## Text block
Genesis of a novel


One day, in September 2009, I was thinking about these articles I had written for the Korea Times back in 2000 and 2001 when I was covering various commemorative events for the Fiftieth Anniversary of the Korean War was when I first started thinking about writing War Remains.

In particular, I thought about three articles I had written in May 2001 when some Second Infantry Division Korean War veterans came back to Korea to commemorate the Battle of Chipyong-ni. (The Battle of Chipyong-ni would become a turning point in the Korean War, especially for the US Second Infantry Division which had been severely defeated just two-and-a-half months earlier at Kunu-ri.) I accompanied the veterans to the Chipyong-ni battlefield as well as to the War Memorial Museum and a Repatriation Ceremony at Yongsan, headquarters of the Eighth Army.

With the 60th anniversary of the Korean War approaching, I wanted to something more than what I had done from 2000-2003 when I covered many of the commemorative events for the Times. Back then, it was easy for me to write as many articles as I did because I lived in Seoul, lived close to the Times’ office, and had many contacts. This time though, it wouldn’t be as easy—especially living in Daejeon.

At first, I thought about compiling all those articles I wrote on the Korean War commemoration events and put them into a book. I also planned to introduce each of these articles with a short essay, “the story behind the story” as it were.

However, maybe there was another way, I thought. “Wait a minute, maybe I could take these articles, glean what I could from them, and write a novel instead?”

And that’s when I came up with the idea for what would become War Remains. One of the articles I had written about the Chipyong-ni visit became the genesis for the novel. In addition, my interview with Oscar Cortez (on the bus to Chipyong-ni with veterans and their spouses), who was captured by the Chinese at Hoengsong on February 12, 1951 and spent the rest of the war in a Chinese POW camp, also served as an inspiration for the novel.

I knew right from the start what I wanted to write, how the novel would begin and how it would end.

3 Responses to “Genesis of a novel”

  1. David J. Steele November 27, 2010 at 8:09 am # Reply

    That's great: the inspiration, and the background.

  2. Jeffrey Miller November 27, 2010 at 8:21 am # Reply

    Thanks Dave. Once I read those articles I wrote back in 2001, I knew exactly what I wanted to write.

    I think it's cool to share the story behind the story as it were.

  3. Tallin April 8, 2017 at 11:47 am # Reply

    I’m so glad that the innteret allows free info like this!

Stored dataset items
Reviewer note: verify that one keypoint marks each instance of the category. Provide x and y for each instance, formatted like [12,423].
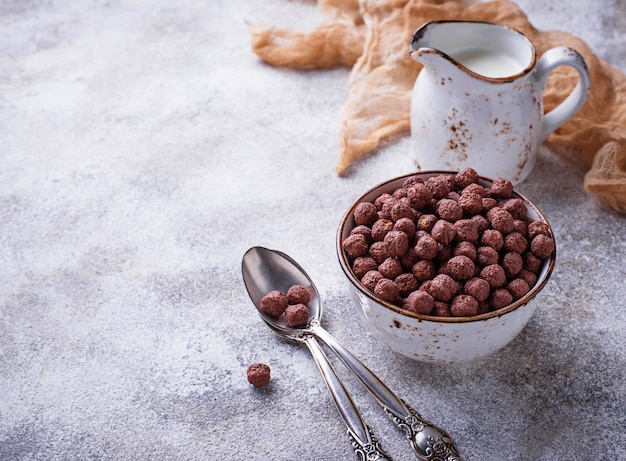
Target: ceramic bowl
[439,339]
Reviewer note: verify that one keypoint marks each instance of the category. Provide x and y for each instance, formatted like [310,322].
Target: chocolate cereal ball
[478,288]
[463,306]
[460,268]
[355,245]
[532,262]
[542,246]
[465,249]
[426,247]
[449,210]
[407,283]
[512,264]
[362,265]
[365,213]
[424,270]
[516,207]
[411,181]
[443,231]
[298,294]
[494,275]
[481,222]
[465,177]
[489,203]
[419,196]
[274,303]
[518,288]
[516,242]
[380,228]
[397,243]
[258,374]
[529,277]
[390,268]
[471,203]
[402,210]
[426,222]
[364,231]
[486,256]
[492,238]
[440,186]
[419,302]
[378,251]
[466,230]
[371,278]
[442,287]
[387,290]
[405,225]
[500,298]
[297,315]
[441,309]
[501,188]
[537,227]
[501,220]
[475,188]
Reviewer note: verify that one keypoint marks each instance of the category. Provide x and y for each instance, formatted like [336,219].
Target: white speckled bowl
[439,339]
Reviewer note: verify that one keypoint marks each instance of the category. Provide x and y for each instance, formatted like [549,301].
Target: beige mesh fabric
[372,36]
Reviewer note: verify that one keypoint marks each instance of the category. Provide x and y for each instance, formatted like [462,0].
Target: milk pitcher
[477,102]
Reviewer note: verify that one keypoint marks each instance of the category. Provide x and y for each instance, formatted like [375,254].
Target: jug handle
[551,59]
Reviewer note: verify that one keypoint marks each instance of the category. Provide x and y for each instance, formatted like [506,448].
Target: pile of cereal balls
[293,305]
[448,246]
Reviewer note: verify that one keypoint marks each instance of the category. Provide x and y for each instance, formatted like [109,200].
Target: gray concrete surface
[144,149]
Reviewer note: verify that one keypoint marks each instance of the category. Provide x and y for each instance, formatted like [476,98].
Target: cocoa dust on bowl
[456,295]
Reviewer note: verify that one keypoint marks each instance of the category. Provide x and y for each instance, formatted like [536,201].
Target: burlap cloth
[373,37]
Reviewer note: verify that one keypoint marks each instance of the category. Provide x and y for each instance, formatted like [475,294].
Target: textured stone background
[144,149]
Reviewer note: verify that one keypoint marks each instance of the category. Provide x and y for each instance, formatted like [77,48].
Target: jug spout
[478,49]
[427,48]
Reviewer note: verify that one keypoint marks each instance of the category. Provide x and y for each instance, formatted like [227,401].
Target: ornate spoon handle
[429,442]
[364,443]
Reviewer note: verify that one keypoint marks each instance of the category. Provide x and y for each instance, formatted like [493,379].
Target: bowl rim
[544,274]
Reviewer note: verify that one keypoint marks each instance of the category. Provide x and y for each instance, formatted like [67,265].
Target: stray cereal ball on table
[258,374]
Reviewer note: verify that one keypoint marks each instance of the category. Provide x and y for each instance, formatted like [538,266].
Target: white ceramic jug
[478,103]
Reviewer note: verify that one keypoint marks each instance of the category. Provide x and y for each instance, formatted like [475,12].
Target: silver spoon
[265,270]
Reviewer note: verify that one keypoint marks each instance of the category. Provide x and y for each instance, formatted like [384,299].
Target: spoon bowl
[266,270]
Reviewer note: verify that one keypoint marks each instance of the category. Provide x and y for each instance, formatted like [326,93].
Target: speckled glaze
[439,339]
[492,121]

## Work order 1
List the names of everyone who posted a response under the post about how the novel began.
## Work order 2
According to the post about how the novel began, where and on what date was Oscar Cortez captured by the Chinese?

## Worked solution 1
David J. Steele, Jeffrey Miller, Tallin

## Worked solution 2
At Hoengsong on February 12, 1951.